Problem statement :: Would you retype, word for word, the line with "the woman's red" and every line after it through the end of the records below?

———

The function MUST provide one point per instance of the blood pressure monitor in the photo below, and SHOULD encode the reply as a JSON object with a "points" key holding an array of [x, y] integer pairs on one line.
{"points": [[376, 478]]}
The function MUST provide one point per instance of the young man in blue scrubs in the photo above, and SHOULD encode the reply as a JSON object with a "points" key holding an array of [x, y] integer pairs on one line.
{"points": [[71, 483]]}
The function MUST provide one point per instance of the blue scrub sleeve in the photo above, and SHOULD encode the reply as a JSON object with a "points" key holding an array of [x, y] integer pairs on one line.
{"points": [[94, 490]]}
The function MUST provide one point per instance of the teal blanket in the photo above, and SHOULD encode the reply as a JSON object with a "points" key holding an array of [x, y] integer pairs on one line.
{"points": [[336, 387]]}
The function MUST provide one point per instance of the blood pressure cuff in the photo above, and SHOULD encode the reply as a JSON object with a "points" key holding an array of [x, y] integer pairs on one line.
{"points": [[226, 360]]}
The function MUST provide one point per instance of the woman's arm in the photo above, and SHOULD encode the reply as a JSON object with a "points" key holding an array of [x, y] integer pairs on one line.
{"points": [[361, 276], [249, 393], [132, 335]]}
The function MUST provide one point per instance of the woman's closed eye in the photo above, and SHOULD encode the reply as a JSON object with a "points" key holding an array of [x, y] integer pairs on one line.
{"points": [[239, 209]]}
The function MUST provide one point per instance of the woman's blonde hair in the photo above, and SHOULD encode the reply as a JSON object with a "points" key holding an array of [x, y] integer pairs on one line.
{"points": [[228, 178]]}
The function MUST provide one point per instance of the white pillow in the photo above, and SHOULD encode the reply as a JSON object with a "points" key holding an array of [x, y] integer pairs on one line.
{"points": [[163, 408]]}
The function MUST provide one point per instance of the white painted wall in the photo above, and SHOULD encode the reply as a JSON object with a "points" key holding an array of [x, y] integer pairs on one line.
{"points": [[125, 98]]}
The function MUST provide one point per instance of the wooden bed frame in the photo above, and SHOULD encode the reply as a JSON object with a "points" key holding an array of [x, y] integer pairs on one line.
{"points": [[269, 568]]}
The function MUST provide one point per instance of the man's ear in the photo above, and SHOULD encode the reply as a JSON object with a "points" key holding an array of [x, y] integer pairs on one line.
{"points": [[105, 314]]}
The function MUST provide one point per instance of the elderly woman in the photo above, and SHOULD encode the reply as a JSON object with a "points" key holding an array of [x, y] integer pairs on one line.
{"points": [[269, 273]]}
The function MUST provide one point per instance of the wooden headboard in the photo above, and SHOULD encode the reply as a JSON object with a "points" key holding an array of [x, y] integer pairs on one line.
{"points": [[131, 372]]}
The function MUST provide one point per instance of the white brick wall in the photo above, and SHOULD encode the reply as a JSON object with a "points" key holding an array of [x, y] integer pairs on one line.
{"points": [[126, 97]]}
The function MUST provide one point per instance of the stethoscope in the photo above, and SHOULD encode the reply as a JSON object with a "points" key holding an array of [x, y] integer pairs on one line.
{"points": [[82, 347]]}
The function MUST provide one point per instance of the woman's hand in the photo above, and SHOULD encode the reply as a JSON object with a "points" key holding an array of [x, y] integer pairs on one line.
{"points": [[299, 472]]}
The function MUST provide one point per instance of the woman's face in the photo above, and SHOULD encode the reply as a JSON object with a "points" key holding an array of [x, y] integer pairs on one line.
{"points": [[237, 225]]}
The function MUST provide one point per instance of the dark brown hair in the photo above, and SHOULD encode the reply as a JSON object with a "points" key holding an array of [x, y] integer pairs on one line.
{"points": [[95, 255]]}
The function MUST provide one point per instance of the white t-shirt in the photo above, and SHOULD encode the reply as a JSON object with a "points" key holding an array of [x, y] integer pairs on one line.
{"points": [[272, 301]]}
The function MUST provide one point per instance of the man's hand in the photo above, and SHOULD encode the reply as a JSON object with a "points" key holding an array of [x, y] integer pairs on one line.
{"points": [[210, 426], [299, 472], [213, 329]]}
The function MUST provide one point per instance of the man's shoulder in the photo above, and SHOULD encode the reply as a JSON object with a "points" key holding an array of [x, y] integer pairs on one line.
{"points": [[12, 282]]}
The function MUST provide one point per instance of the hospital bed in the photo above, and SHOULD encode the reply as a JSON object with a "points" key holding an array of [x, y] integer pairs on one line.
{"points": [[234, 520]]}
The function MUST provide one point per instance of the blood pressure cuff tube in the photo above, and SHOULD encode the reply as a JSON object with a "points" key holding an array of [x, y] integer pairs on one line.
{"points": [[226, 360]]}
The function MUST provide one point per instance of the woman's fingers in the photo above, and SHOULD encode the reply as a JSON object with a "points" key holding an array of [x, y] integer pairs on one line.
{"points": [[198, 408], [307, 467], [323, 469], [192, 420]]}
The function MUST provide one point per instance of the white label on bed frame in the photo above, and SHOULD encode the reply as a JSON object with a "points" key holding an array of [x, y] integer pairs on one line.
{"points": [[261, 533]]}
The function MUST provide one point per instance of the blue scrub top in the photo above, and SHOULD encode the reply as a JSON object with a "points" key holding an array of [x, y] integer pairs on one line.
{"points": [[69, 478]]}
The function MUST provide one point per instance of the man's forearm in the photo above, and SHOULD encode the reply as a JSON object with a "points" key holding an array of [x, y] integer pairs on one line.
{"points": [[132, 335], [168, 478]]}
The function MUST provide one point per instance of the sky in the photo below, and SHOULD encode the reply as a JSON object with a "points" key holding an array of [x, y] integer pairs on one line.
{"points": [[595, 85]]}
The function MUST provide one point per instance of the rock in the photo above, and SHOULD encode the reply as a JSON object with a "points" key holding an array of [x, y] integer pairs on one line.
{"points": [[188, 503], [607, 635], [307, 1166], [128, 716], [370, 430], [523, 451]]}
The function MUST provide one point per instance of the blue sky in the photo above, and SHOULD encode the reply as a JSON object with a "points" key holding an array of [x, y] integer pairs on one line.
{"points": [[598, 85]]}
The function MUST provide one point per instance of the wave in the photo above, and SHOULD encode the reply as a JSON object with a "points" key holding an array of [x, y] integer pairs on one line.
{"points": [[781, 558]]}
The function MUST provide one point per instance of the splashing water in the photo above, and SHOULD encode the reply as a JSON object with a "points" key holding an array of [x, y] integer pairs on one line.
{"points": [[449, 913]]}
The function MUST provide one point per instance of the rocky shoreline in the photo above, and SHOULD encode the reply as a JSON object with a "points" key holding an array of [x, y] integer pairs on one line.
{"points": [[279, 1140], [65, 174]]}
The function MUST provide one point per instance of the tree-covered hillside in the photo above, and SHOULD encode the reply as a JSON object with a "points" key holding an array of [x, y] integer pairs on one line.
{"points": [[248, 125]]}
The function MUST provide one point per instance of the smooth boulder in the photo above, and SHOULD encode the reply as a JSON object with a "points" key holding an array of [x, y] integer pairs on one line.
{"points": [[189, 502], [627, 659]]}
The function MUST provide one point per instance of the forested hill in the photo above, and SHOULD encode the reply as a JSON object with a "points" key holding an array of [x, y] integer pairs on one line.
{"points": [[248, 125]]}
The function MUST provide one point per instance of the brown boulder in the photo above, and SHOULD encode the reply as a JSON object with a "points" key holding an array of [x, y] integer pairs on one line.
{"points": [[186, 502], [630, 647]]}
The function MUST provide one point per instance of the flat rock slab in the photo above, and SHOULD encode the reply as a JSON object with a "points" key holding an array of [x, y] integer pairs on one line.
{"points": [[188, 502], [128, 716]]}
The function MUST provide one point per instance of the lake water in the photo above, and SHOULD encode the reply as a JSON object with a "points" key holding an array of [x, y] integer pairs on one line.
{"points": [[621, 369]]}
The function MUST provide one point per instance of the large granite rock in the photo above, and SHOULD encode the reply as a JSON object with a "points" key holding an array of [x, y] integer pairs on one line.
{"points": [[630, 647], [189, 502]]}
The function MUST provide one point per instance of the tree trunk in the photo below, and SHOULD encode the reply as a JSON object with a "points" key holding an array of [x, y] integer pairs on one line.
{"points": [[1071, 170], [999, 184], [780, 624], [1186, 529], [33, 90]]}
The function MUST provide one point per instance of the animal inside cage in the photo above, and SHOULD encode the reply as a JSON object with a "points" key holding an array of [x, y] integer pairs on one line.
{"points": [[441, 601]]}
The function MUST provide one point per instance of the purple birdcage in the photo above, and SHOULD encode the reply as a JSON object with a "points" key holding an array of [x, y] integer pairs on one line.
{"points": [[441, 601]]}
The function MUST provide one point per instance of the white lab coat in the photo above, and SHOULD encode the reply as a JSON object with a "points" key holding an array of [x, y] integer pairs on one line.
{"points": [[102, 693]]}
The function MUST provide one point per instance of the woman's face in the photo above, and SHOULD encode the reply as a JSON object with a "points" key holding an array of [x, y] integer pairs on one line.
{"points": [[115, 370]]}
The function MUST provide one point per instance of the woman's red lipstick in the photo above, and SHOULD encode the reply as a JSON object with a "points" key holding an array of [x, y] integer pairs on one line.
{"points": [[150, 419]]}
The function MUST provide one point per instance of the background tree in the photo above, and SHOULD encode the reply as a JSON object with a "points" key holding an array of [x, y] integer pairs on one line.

———

Correct output ::
The function MUST provide one point per instance of the woman's red lipstick in the photo above, and SHOULD encode the reply as a JSON object with a "points" key holding an array of [x, y] integer pairs on one line.
{"points": [[150, 419]]}
The function MUST provide one point per instance of the background tree in the photo above, and SHOULD encode the reply as a JSON object with a "points" key holding an array of [x, y] integer pairs on one line.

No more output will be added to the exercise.